**WHAT YOU SHOULD DO**
Each record is to be transcribed exactly.

**RECORDS PROVIDED**

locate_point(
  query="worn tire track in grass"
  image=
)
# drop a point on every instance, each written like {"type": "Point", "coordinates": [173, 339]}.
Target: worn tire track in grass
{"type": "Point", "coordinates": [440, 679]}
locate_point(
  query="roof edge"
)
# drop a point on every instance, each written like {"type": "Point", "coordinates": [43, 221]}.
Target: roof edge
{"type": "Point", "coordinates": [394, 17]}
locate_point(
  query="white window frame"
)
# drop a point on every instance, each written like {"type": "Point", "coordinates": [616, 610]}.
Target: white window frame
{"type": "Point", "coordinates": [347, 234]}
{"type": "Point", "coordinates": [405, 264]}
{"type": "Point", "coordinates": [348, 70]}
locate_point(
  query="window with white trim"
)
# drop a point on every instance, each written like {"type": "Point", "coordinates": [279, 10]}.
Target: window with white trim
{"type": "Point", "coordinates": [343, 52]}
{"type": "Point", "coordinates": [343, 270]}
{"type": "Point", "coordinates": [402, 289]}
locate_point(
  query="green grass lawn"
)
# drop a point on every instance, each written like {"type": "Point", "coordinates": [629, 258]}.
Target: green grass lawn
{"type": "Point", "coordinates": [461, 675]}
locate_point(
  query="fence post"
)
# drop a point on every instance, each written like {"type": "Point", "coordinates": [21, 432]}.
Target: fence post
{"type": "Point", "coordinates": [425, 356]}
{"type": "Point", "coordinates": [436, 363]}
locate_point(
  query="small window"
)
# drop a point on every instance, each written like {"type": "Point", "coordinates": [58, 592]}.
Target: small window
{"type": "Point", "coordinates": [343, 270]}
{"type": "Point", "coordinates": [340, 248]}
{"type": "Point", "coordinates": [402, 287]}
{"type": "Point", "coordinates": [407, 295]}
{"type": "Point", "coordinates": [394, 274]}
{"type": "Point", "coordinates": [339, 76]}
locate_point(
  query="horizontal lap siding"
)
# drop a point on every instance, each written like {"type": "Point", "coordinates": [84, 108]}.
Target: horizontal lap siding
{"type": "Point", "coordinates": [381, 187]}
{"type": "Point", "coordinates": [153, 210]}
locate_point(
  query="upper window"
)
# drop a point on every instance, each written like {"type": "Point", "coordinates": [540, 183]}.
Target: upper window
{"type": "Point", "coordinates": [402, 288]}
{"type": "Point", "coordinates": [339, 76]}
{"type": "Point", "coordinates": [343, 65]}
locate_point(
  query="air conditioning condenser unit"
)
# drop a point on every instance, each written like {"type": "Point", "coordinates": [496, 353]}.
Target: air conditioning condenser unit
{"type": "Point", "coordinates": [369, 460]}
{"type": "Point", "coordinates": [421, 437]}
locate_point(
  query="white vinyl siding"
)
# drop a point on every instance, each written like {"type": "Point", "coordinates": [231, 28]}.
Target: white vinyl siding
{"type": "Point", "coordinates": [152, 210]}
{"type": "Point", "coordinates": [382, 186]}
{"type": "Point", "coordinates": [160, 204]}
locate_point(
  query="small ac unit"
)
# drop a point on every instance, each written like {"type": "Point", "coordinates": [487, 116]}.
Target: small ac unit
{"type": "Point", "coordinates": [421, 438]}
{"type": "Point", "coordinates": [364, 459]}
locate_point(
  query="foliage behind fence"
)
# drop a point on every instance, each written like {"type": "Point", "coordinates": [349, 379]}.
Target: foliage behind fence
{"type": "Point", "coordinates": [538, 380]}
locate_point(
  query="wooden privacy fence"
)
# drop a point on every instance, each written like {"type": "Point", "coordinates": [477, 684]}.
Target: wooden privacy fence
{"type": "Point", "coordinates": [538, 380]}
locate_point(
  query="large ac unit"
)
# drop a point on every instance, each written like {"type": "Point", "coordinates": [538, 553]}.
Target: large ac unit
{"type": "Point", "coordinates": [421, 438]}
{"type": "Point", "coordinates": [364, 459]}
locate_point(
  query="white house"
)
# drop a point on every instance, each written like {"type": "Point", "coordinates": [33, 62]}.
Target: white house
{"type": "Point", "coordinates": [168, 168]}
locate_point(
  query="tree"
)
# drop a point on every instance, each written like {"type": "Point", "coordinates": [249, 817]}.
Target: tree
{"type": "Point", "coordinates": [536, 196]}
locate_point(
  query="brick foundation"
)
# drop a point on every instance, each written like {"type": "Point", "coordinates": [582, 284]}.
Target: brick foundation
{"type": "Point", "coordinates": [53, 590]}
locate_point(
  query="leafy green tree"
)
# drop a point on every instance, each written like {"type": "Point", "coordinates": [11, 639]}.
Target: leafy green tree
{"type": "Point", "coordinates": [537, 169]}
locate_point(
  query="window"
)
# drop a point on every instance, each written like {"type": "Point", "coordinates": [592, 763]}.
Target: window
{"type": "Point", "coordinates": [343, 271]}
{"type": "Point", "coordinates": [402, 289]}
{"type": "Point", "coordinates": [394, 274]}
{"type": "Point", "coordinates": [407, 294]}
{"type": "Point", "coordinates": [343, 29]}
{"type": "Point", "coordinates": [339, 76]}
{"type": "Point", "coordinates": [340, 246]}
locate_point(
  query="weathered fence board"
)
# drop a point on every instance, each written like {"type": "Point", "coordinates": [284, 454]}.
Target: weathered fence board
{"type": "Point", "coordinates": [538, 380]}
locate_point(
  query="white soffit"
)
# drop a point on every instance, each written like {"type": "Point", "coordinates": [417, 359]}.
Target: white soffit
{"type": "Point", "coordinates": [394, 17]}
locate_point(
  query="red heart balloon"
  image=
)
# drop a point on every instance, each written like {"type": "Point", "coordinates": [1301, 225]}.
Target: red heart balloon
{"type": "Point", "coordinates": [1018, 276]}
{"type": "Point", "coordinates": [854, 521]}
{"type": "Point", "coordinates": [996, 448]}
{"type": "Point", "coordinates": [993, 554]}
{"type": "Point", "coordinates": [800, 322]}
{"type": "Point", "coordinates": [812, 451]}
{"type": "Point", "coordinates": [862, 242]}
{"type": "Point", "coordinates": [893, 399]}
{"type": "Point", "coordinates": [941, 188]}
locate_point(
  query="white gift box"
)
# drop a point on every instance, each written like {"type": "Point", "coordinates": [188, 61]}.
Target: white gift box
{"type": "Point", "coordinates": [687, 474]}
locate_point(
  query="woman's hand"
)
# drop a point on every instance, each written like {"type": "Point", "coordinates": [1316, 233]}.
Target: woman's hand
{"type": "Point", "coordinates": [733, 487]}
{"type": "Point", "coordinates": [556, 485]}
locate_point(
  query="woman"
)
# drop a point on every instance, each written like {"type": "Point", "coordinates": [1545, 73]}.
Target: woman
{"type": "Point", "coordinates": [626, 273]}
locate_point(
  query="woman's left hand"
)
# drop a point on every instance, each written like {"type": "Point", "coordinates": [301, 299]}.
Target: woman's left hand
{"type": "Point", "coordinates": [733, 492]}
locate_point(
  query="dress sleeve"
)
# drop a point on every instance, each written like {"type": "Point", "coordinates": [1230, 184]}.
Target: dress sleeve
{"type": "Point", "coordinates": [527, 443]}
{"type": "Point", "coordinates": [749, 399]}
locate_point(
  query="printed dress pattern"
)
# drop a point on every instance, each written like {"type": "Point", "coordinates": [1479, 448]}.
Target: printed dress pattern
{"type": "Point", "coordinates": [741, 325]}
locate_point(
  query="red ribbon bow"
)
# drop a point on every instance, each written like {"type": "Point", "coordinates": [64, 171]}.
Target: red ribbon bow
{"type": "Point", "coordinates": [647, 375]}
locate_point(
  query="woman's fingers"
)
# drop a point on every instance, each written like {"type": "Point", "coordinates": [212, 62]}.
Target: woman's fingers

**SOLUTION TO THE PROBLEM**
locate_point(
  query="worn tire track in grass"
  image=
)
# drop a point on every instance, each written like {"type": "Point", "coordinates": [173, 339]}.
Target: worn tire track in grass
{"type": "Point", "coordinates": [440, 679]}
locate_point(
  query="roof edge"
)
# drop a point on every instance, each written like {"type": "Point", "coordinates": [43, 221]}.
Target: roof edge
{"type": "Point", "coordinates": [394, 17]}
locate_point(
  query="white window frame"
)
# drop a point on every instance, each written like {"type": "Point", "coordinates": [616, 610]}.
Target: white window frame
{"type": "Point", "coordinates": [347, 234]}
{"type": "Point", "coordinates": [405, 264]}
{"type": "Point", "coordinates": [348, 70]}
locate_point(
  query="window with white trim"
)
# drop a point on every instance, each written like {"type": "Point", "coordinates": [279, 10]}.
Target: window with white trim
{"type": "Point", "coordinates": [343, 52]}
{"type": "Point", "coordinates": [343, 270]}
{"type": "Point", "coordinates": [402, 289]}
locate_point(
  query="green grass lawn"
)
# drop a point on every instance, each written like {"type": "Point", "coordinates": [629, 258]}.
Target: green grass lawn
{"type": "Point", "coordinates": [461, 675]}
locate_point(
  query="fence post"
)
# drop a point on every instance, each written like {"type": "Point", "coordinates": [21, 432]}.
Target: fence post
{"type": "Point", "coordinates": [425, 356]}
{"type": "Point", "coordinates": [436, 363]}
locate_point(
  query="small window"
)
# drop a point on every instance, each written like {"type": "Point", "coordinates": [58, 592]}.
Target: small window
{"type": "Point", "coordinates": [343, 270]}
{"type": "Point", "coordinates": [340, 248]}
{"type": "Point", "coordinates": [402, 287]}
{"type": "Point", "coordinates": [407, 295]}
{"type": "Point", "coordinates": [394, 274]}
{"type": "Point", "coordinates": [339, 76]}
locate_point(
  query="horizontal lap siding"
)
# drop a point on every instance, each written like {"type": "Point", "coordinates": [84, 108]}.
Target: horizontal lap siding
{"type": "Point", "coordinates": [381, 187]}
{"type": "Point", "coordinates": [153, 210]}
locate_point(
  query="upper window"
)
# drop a point on every instance, each written like {"type": "Point", "coordinates": [540, 183]}.
Target: upper window
{"type": "Point", "coordinates": [402, 288]}
{"type": "Point", "coordinates": [339, 76]}
{"type": "Point", "coordinates": [343, 65]}
locate_point(
  query="air conditioning condenser unit"
)
# drop a point on every instance, each written like {"type": "Point", "coordinates": [496, 353]}.
Target: air conditioning condenser unit
{"type": "Point", "coordinates": [369, 460]}
{"type": "Point", "coordinates": [421, 437]}
locate_point(
  query="white vinyl siding"
)
# drop a point on every instance, each written like {"type": "Point", "coordinates": [231, 28]}.
Target: white vinyl siding
{"type": "Point", "coordinates": [152, 210]}
{"type": "Point", "coordinates": [382, 186]}
{"type": "Point", "coordinates": [160, 204]}
locate_point(
  query="small ac unit"
)
# drop a point on every instance, each written like {"type": "Point", "coordinates": [487, 116]}.
Target: small ac unit
{"type": "Point", "coordinates": [421, 438]}
{"type": "Point", "coordinates": [364, 459]}
locate_point(
  query="foliage behind fence"
)
# drop a point on every instance, each written like {"type": "Point", "coordinates": [349, 379]}.
Target: foliage behind fence
{"type": "Point", "coordinates": [538, 380]}
locate_point(
  query="wooden privacy fence"
)
# drop a point on every instance, each written like {"type": "Point", "coordinates": [477, 684]}.
Target: wooden privacy fence
{"type": "Point", "coordinates": [538, 380]}
locate_point(
  query="large ac unit"
)
# drop a point on every instance, each written like {"type": "Point", "coordinates": [538, 553]}.
Target: large ac unit
{"type": "Point", "coordinates": [421, 438]}
{"type": "Point", "coordinates": [364, 459]}
locate_point(
  query="white house"
)
# drop a point on every instance, each written like {"type": "Point", "coordinates": [33, 62]}.
Target: white house
{"type": "Point", "coordinates": [168, 168]}
locate_point(
  query="tree"
)
# drop a point on every instance, each written like {"type": "Point", "coordinates": [249, 817]}.
Target: tree
{"type": "Point", "coordinates": [536, 196]}
locate_point(
  query="brick foundation"
)
# drop a point on every instance, each written like {"type": "Point", "coordinates": [582, 284]}.
Target: brick foundation
{"type": "Point", "coordinates": [53, 590]}
locate_point(
  query="leafy green tree"
)
# drop a point on every instance, each written like {"type": "Point", "coordinates": [11, 639]}.
Target: leafy green tree
{"type": "Point", "coordinates": [537, 169]}
locate_point(
  query="window"
)
# drop a point on every instance, each written like {"type": "Point", "coordinates": [592, 763]}.
Target: window
{"type": "Point", "coordinates": [343, 271]}
{"type": "Point", "coordinates": [402, 289]}
{"type": "Point", "coordinates": [394, 274]}
{"type": "Point", "coordinates": [407, 294]}
{"type": "Point", "coordinates": [343, 29]}
{"type": "Point", "coordinates": [339, 76]}
{"type": "Point", "coordinates": [340, 246]}
locate_point(
  query="weathered fence board"
)
# drop a point on every instance, each written like {"type": "Point", "coordinates": [284, 454]}.
Target: weathered fence board
{"type": "Point", "coordinates": [538, 380]}
locate_point(
  query="white soffit"
)
# drop a point on every instance, each written like {"type": "Point", "coordinates": [417, 359]}.
Target: white soffit
{"type": "Point", "coordinates": [394, 17]}
locate_point(
  query="red heart balloon"
  image=
)
# drop a point on every instance, each written like {"type": "Point", "coordinates": [1301, 225]}.
Target: red heart balloon
{"type": "Point", "coordinates": [1018, 276]}
{"type": "Point", "coordinates": [854, 521]}
{"type": "Point", "coordinates": [996, 448]}
{"type": "Point", "coordinates": [993, 554]}
{"type": "Point", "coordinates": [800, 322]}
{"type": "Point", "coordinates": [812, 451]}
{"type": "Point", "coordinates": [862, 242]}
{"type": "Point", "coordinates": [893, 399]}
{"type": "Point", "coordinates": [941, 188]}
locate_point(
  query="white gift box"
)
# drop a point on every instance, each written like {"type": "Point", "coordinates": [188, 61]}.
Target: white gift box
{"type": "Point", "coordinates": [687, 474]}
locate_point(
  query="woman's hand"
)
# drop a point on every instance, each written like {"type": "Point", "coordinates": [1316, 233]}.
Target: woman's hand
{"type": "Point", "coordinates": [733, 487]}
{"type": "Point", "coordinates": [556, 485]}
locate_point(
  query="woman"
)
# drop a point on every instance, each written like {"type": "Point", "coordinates": [1545, 73]}.
Target: woman
{"type": "Point", "coordinates": [626, 273]}
locate_point(
  query="woman's left hand"
)
# drop a point on every instance, each written like {"type": "Point", "coordinates": [301, 299]}.
Target: woman's left hand
{"type": "Point", "coordinates": [733, 492]}
locate_point(
  query="dress sleeve"
)
# drop a point on every instance, each written like {"type": "Point", "coordinates": [1230, 184]}.
Target: dress sleeve
{"type": "Point", "coordinates": [527, 443]}
{"type": "Point", "coordinates": [749, 399]}
locate_point(
  query="printed dress pattern"
)
# drop a point on every instance, each written like {"type": "Point", "coordinates": [1479, 448]}.
Target: printed dress pattern
{"type": "Point", "coordinates": [741, 325]}
locate_point(
  query="red ribbon bow"
)
# drop a point on every instance, each written like {"type": "Point", "coordinates": [64, 171]}.
Target: red ribbon bow
{"type": "Point", "coordinates": [647, 375]}
locate_point(
  query="woman's fingers"
)
# drop a point on every instance, each written like {"type": "Point", "coordinates": [212, 62]}.
Target: woman's fingers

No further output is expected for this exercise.